PROVIDED INFORMATION:
* BEGIN *
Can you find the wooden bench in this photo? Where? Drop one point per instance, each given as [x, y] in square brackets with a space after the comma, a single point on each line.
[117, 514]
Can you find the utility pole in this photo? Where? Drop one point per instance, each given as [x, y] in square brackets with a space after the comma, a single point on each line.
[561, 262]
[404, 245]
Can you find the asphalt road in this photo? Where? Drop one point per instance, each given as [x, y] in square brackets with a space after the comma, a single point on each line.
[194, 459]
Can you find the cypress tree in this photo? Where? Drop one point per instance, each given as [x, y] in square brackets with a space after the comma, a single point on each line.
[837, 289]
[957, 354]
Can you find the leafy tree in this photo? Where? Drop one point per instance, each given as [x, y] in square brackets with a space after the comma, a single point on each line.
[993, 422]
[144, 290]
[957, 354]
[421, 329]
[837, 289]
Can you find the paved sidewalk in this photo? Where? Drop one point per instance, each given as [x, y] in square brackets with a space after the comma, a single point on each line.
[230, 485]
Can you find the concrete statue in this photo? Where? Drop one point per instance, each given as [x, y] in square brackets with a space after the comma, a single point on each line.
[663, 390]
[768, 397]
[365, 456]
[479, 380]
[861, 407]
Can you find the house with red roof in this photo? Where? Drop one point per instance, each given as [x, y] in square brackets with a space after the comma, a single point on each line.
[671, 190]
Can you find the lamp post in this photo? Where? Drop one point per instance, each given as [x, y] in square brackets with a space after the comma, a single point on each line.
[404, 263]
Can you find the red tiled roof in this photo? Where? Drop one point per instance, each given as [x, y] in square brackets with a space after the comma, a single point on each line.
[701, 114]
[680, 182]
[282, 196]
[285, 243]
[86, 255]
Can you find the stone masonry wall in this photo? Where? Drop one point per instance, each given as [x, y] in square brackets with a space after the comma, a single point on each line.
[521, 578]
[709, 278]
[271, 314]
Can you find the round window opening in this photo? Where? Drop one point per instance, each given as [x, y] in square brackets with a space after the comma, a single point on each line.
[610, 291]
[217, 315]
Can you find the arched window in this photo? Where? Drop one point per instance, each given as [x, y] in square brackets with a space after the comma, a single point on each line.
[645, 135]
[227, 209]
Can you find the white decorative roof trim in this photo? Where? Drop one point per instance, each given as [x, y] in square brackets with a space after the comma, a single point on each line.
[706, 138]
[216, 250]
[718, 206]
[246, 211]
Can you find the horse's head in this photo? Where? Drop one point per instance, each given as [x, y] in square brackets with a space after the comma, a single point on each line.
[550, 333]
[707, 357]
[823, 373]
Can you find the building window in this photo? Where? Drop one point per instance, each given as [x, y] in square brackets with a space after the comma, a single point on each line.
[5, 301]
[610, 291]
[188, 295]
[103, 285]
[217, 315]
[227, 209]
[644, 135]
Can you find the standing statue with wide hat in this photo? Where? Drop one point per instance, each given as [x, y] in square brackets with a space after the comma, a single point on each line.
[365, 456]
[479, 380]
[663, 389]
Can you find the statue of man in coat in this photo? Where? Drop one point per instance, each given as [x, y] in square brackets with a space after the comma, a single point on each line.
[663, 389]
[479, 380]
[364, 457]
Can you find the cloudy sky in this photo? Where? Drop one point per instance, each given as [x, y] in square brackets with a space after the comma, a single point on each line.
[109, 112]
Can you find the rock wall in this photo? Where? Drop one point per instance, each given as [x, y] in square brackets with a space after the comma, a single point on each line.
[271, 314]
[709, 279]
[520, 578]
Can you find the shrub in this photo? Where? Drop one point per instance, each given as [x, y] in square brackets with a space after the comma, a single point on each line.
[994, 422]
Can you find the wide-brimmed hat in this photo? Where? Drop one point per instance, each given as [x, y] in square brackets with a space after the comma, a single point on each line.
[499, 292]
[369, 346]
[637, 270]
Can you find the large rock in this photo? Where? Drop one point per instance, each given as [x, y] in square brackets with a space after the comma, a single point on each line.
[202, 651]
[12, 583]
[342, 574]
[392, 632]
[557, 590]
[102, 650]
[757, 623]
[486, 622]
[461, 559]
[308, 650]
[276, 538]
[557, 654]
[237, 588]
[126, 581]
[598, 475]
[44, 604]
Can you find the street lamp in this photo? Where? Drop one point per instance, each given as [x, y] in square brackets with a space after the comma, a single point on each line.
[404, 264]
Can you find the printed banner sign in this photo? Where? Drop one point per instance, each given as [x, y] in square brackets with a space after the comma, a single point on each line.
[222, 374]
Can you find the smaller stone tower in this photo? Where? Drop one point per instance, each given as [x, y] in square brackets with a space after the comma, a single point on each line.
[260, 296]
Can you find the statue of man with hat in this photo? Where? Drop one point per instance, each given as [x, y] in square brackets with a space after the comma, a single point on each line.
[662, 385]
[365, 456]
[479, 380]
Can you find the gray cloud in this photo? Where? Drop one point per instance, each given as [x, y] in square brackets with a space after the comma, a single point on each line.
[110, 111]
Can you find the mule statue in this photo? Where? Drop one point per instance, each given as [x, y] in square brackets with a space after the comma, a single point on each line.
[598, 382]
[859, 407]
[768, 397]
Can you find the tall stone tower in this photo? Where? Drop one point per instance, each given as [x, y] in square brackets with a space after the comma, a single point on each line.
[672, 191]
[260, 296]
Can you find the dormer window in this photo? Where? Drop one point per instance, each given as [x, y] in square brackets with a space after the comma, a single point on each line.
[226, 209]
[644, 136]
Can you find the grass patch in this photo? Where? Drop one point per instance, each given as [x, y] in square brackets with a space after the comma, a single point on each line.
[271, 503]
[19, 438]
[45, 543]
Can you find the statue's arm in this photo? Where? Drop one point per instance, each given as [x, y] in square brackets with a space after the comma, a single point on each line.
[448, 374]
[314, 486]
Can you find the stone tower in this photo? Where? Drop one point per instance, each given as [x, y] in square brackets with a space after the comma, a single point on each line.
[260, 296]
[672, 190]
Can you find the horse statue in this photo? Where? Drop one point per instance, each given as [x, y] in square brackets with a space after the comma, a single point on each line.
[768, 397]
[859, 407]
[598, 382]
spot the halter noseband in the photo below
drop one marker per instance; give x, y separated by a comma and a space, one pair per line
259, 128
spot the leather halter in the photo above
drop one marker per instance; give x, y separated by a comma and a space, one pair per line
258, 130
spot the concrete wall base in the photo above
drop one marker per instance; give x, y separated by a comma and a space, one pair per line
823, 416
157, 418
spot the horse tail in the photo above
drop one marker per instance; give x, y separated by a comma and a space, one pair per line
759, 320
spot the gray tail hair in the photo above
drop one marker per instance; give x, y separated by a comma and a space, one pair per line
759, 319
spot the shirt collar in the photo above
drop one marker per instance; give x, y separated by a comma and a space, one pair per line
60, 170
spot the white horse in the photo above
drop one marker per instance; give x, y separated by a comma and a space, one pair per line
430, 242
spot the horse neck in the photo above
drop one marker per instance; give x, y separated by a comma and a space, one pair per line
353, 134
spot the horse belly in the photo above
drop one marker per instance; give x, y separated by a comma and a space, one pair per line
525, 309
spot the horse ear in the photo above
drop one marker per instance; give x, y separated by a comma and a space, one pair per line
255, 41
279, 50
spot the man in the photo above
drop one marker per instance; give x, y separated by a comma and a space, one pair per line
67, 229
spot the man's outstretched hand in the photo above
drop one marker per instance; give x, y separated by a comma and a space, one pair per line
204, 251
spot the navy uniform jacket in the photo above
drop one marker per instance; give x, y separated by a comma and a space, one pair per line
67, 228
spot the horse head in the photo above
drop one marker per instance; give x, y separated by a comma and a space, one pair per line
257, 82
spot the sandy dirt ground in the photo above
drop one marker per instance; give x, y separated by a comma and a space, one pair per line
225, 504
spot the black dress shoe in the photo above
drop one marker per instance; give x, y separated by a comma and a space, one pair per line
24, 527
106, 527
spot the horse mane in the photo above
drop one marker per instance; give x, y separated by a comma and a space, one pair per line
* END *
TO BE DONE: Retype the records that precede this task, keeping them exactly the same.

ANSWER TO THE EXERCISE:
Can you find the wooden bench in this photo? Where? Drop one point per instance, each given as [x, y] in square brackets with a space after the comma, a single point on each line.
[117, 514]
Can you find the utility pole in this photo? Where? Drop one point per instance, each given as [x, y] in square brackets with a space after the comma, a single point on each line.
[561, 262]
[404, 245]
Can you find the asphalt road in this photo? Where? Drop one point per instance, each given as [x, y] in square brackets with a space after the comma, a single point on each line.
[194, 459]
Can you find the cypress tree in this photo? Where? Drop one point per instance, each given as [x, y] in square brackets with a space after the comma, a single point on each line.
[837, 289]
[957, 354]
Can you find the leafy tree in this photo? Where? Drop one point per instance, each given as [x, y] in square brackets with a space after the comma, a single point on each line.
[993, 422]
[144, 290]
[957, 354]
[421, 329]
[837, 289]
Can you find the paved sidewalk in this photo? Where? Drop one point per instance, each given as [x, y] in square brackets with a space after the comma, a single point on each line.
[230, 485]
Can you find the concrete statue in this photo? Where? Drop one point per instance, each given as [x, y] in square brackets with a space after the comma, a single point on each line.
[663, 390]
[768, 397]
[365, 456]
[479, 380]
[861, 407]
Can you find the house with red roof in this photo? Where? Drop one point per instance, each given as [x, y] in square brackets with a space after the comma, a single point on each line.
[671, 190]
Can you find the lamp post in this photo? Where? Drop one point per instance, each given as [x, y] in square brackets with a space after the comma, a single point on each line.
[404, 263]
Can you find the red tiled roof in this photo? Where? Drop one point per instance, each given as [x, y] in square brackets with a space after the comma, a single point on each line.
[701, 114]
[680, 182]
[282, 196]
[285, 243]
[86, 255]
Can you find the stone masonry wall in this photo? Where? Drop one point per instance, each given as [x, y] in square brackets with a space after the comma, a single point on each line.
[521, 578]
[709, 278]
[271, 314]
Can you find the round window opening in this photo? Where? Drop one point per instance, each given as [x, y] in square brackets with a space after the comma, a single point on each line.
[610, 291]
[217, 315]
Can you find the arched window in this photo? Where? Drop one point per instance, each given as [x, y] in square brackets with a space after the comma, a single point on each line.
[645, 135]
[227, 209]
Can you find the white decorative roof trim in this photo? Where? Drop one point per instance, each given as [x, y] in square brackets with a space after the comma, a single point on each line.
[706, 138]
[216, 250]
[718, 206]
[246, 211]
Can you find the horse's head in this photo? Where? Drop one point per instance, each given as [x, y] in square brackets with a space after the comma, a single point on each line.
[550, 333]
[707, 357]
[823, 373]
Can you find the building window in this photo? Where? Drop one point per instance, each given as [x, y] in square brackets with a space after the comma, a single point on each line.
[5, 301]
[610, 291]
[188, 295]
[103, 285]
[217, 315]
[227, 209]
[644, 135]
Can you find the standing statue with wide hat in this photo? Where? Drop one point per instance, each given as [x, y] in square brackets with a space after the comma, a single point on each line.
[365, 456]
[479, 380]
[663, 389]
Can you find the statue of man in coat in this photo? Where? Drop one point per instance, each given as [x, y] in square brackets with a space after the comma, a single point on each line.
[663, 389]
[479, 380]
[364, 457]
Can you find the cloudy sky in this photo? Where? Drop one point per instance, each given as [x, y] in square brackets with a space after the comma, a single point on each line.
[109, 112]
Can you find the rock wall in this photo? Where? Drop one point per instance, each given as [x, y] in square brackets with a space after the comma, a single point on each line.
[271, 314]
[709, 279]
[520, 578]
Can you find the shrub in this photo? Where? Drop one point per instance, each given as [x, y] in square brackets with a space after the comma, a single point on each line.
[994, 422]
Can you find the wide-brimmed hat in this photo? Where? Drop one point per instance, each given as [x, y] in square brackets with a space after the comma, a single point on each line.
[499, 292]
[369, 346]
[637, 270]
Can you find the large rock in this photo? Where? Drop one point per instance, each given as [x, y] in square brackets with a space after the comma, a single point on each line.
[202, 651]
[12, 583]
[342, 574]
[392, 632]
[557, 590]
[102, 650]
[757, 623]
[486, 622]
[461, 559]
[308, 650]
[276, 538]
[557, 654]
[237, 588]
[126, 581]
[598, 475]
[44, 604]
Can you find the street lamp in this photo? Where? Drop one point per instance, each given as [x, y] in square brackets with a space after the comma, a single point on each line.
[404, 264]
Can you find the printed banner sign in this photo? Where? Drop one point per instance, each given as [x, y] in square brackets with a space after the comma, a single point on each line.
[222, 374]
Can you find the smaller stone tower in this photo? Where? Drop one point per instance, each given as [x, y] in square brackets with a space after the comma, a single point on each line.
[260, 296]
Can you find the statue of man with hat in this photo? Where? Drop one point per instance, each given as [x, y] in square brackets with a space after the comma, a single point on each line.
[662, 385]
[365, 456]
[479, 380]
Can you find the gray cloud in this photo? Where? Drop one point per instance, each given as [x, y] in square brackets with a space after the comma, a single point on each line.
[110, 111]
Can you find the mule statue in this photo? Where? Drop one point per instance, each given as [x, y] in square brackets with a space after the comma, a single point on each line.
[598, 382]
[859, 407]
[768, 397]
Can you find the tall stone tower in this photo? Where? Drop one point per instance, each given as [x, y] in square brackets with a space after the comma, a single point on each line.
[672, 191]
[260, 296]
Can you find the dormer window in this photo? Where? Drop one point per instance, each given as [x, y] in square brackets with a space after the comma, a single point on each line.
[226, 209]
[644, 136]
Can you find the grass patch in this photo? Where? Drop one point per instance, each given as [x, y] in square brackets with a space after the comma, a single point on each line.
[271, 503]
[19, 438]
[45, 543]
Can you find the statue's arm in this photo? Where? Drop one point per instance, each given as [x, y] in square brackets with a space after the comma, a single point on each line.
[448, 374]
[314, 486]
Can you find the stone tower in this photo? Where? Drop one point per instance, each given as [x, y] in square brackets with a space after the comma, a single point on each line.
[260, 296]
[672, 190]
Can you find the horse statue in this photo? Where? Drop one point per instance, each given as [x, y] in square brackets with a space after the comma, a single point on each line.
[768, 397]
[859, 407]
[598, 382]
spot the halter noseband in the photo below
drop one marker per instance; give x, y separated by a comma and a space, one pair per line
259, 128
spot the leather halter in the photo above
drop one marker per instance; give x, y separated by a comma and a space, one pair per line
258, 130
spot the concrete wall base in the photo above
drop one marker per instance; give x, y separated by a comma and a space, one pair per line
823, 416
157, 418
spot the horse tail in the photo above
drop one marker per instance; give x, y separated by a comma and a space, one pair per line
759, 320
spot the gray tail hair in the photo above
drop one marker per instance; give x, y separated by a comma and a space, one pair per line
759, 319
spot the shirt collar in the photo above
drop one marker per instance; give x, y separated by a comma and a space, one pair per line
60, 170
spot the white horse in the photo above
drop one marker per instance; give x, y separated by a comma and a space, one pair per line
430, 242
spot the horse neck in the photo above
drop one marker per instance; give x, y separated by a comma and a space, one pair per line
353, 134
spot the horse belly in the photo above
drop one marker per instance; give x, y separated by a comma and a space, one pair per line
525, 309
spot the horse ear in the photo above
drop one marker per instance; give x, y separated by a comma and a space, one pair per line
255, 41
279, 50
spot the man in the photo above
drop one marker per instance; give x, y separated by a comma and a space, one pair per line
67, 229
spot the man's outstretched hand in the photo above
drop one marker per instance; give x, y separated by a comma and a space, one pair per line
204, 251
spot the navy uniform jacket in the photo above
drop one marker per instance; give x, y separated by a comma and a space, one pair per line
67, 228
spot the horse head in the photo above
drop one marker per instance; give x, y separated by a comma and a space, one pair per line
257, 82
spot the sandy dirt ground in the photo above
drop one marker per instance; give x, y separated by a comma and a space, one pair per line
225, 504
spot the black dress shoe in the photo above
drop one marker per instance; give x, y separated by a comma and a space, one pair per line
24, 527
106, 527
spot the horse mane in the photo above
drop one marker per instance; give x, y separated by a comma and a space, one pair per line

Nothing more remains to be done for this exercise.